* **Short problem**
Take the part that opens with the line containing "the red clay" and closes with the line containing "top-left (175, 91), bottom-right (517, 400)", change "detection task" to "localization task" throughout, and write out only those lines with everything else left as it is.

* **Dataset content**
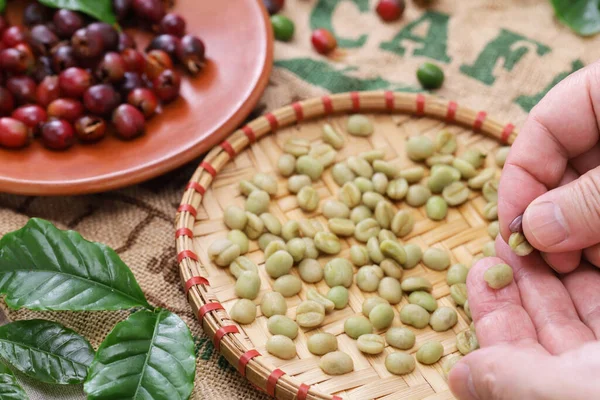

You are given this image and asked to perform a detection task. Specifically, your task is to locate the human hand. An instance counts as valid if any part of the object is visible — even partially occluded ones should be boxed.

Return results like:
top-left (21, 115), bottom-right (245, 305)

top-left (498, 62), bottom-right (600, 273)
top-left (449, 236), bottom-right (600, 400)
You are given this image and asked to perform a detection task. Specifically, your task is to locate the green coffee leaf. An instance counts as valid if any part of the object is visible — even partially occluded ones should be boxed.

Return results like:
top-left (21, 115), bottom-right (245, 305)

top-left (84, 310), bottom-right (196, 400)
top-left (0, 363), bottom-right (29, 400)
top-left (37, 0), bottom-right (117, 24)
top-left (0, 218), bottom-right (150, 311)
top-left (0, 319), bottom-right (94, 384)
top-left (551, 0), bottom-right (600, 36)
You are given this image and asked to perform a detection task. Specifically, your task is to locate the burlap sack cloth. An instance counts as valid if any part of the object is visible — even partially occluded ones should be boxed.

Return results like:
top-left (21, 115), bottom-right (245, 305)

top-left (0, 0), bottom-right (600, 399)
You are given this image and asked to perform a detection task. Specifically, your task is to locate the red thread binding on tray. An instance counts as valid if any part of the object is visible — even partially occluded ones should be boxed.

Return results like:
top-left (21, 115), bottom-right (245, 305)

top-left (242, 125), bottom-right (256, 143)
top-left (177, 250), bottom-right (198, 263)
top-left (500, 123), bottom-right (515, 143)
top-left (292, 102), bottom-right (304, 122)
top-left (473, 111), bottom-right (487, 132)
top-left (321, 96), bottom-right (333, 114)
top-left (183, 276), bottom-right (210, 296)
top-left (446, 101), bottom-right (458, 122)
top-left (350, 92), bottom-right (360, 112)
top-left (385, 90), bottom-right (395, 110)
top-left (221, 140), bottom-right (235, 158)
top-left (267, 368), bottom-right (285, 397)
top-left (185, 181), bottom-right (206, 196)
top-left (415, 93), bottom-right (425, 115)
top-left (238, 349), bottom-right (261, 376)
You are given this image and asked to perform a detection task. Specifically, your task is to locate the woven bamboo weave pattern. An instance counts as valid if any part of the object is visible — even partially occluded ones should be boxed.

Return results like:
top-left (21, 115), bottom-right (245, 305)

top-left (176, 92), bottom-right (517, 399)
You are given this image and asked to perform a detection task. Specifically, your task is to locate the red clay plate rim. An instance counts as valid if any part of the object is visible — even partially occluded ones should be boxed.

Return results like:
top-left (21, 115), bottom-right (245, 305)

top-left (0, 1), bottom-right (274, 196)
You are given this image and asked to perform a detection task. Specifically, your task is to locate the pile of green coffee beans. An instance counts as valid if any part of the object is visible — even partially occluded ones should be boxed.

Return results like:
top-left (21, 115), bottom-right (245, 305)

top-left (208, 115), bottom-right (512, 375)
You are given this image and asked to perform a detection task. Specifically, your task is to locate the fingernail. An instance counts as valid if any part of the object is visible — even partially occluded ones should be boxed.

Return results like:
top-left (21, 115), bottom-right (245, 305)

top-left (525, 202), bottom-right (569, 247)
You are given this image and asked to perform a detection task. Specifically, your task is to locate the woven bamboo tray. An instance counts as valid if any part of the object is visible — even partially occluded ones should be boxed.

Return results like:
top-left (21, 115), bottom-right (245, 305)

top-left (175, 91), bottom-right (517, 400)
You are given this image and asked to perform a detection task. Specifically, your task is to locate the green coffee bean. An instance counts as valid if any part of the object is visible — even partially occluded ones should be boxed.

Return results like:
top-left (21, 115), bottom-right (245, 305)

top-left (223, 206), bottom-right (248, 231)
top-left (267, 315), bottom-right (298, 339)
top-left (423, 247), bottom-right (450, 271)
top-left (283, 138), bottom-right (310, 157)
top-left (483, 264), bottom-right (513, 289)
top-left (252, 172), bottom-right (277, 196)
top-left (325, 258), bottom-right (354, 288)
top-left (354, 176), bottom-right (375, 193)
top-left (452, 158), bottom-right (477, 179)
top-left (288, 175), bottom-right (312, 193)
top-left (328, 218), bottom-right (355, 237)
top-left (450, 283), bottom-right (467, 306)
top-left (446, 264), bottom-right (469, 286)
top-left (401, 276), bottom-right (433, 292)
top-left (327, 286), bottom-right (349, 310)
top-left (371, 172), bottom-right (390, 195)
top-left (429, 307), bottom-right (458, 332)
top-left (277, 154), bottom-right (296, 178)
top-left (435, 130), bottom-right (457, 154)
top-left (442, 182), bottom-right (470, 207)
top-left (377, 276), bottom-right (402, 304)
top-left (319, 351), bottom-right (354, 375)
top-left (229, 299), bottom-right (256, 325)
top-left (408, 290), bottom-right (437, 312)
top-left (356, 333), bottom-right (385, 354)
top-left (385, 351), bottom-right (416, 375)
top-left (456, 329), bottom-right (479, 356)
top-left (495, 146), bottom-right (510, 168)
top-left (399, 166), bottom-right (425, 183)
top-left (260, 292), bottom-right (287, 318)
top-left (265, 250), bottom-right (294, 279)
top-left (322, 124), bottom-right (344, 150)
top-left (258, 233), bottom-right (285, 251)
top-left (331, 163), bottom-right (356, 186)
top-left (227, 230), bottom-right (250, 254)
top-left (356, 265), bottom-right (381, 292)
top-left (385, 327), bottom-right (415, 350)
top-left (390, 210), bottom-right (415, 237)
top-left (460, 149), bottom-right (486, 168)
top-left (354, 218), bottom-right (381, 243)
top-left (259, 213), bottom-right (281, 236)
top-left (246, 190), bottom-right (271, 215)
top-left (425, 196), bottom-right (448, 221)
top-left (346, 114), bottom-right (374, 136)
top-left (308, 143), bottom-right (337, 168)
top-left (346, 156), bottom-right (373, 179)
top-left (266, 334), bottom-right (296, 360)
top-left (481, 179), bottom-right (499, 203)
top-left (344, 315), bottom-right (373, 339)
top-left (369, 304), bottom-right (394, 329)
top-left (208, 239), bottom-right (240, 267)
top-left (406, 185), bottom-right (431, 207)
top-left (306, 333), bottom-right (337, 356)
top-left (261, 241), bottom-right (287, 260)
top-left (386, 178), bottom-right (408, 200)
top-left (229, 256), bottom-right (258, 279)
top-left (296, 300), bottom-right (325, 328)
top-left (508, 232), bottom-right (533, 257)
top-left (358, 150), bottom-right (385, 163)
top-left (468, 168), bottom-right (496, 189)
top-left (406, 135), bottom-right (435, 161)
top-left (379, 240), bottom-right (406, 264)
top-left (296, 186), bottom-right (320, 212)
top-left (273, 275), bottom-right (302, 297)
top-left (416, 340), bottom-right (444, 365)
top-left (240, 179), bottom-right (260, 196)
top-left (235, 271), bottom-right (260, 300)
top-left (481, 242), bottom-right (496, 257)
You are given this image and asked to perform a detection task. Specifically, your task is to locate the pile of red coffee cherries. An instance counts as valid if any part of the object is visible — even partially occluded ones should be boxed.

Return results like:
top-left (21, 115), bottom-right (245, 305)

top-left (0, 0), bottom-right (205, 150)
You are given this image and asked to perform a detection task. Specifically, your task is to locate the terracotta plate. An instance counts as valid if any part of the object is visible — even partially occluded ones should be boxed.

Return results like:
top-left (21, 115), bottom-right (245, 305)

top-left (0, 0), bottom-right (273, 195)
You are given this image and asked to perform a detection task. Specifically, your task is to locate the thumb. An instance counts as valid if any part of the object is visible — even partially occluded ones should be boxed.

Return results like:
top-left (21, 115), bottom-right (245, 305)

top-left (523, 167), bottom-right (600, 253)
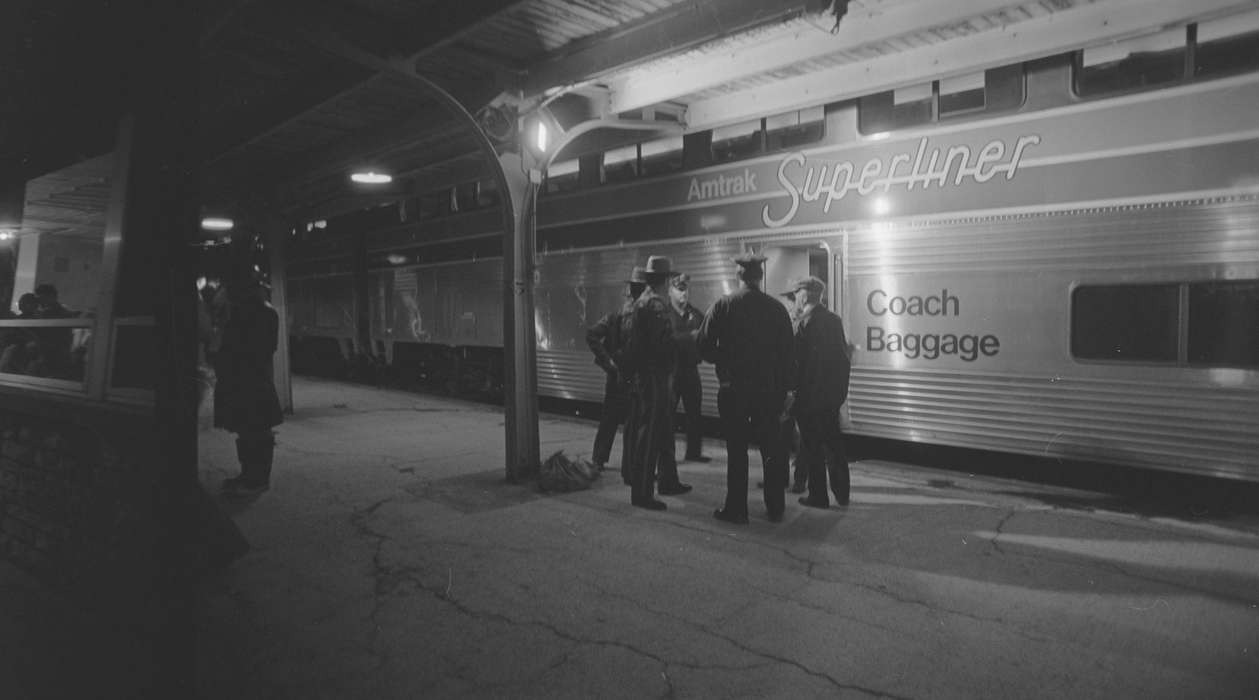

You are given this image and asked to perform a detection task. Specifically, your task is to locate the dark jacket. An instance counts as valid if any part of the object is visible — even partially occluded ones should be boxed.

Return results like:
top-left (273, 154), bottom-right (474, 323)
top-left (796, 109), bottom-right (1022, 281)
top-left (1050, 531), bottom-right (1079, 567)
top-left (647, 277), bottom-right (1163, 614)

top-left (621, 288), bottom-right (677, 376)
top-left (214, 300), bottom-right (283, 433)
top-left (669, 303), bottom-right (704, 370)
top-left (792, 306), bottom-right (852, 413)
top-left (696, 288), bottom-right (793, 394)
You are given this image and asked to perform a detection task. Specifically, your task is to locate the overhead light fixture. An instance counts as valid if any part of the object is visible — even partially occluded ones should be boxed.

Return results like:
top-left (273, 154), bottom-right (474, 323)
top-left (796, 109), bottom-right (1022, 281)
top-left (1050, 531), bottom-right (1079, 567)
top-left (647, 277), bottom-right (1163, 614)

* **Solution below**
You are given this image and asked to perform a localization task. Specifically, your task is to locate the red clay plate rim. An instance counts as valid if any part of the object is visible — even partially occluded ones should be boxed.

Return results like:
top-left (21, 115), bottom-right (245, 305)

top-left (0, 1), bottom-right (274, 196)
You are given this image and asked to perform a localization task. Specifically, your task is to locate the pile of green coffee beans. An instance counts as valid if any part of the object is visible — even partially occluded ones should be boxed.

Return results like:
top-left (21, 115), bottom-right (245, 305)

top-left (208, 115), bottom-right (512, 375)
You are given this image and asked to perform a localization task. Specifically, your task is to locate the fingernail. An instance counts as valid if any part of the object is visible — even partially occluded ones should be boxed.

Return results like:
top-left (21, 115), bottom-right (245, 305)

top-left (525, 202), bottom-right (569, 247)
You are given this image and asked to perform a localization task. Specifically, your task is to locate the woven bamboo tray. An instance counts as valid if any part of the object is visible — even partially occluded ones should be boxed.

Return results like:
top-left (21, 115), bottom-right (245, 305)

top-left (175, 91), bottom-right (517, 400)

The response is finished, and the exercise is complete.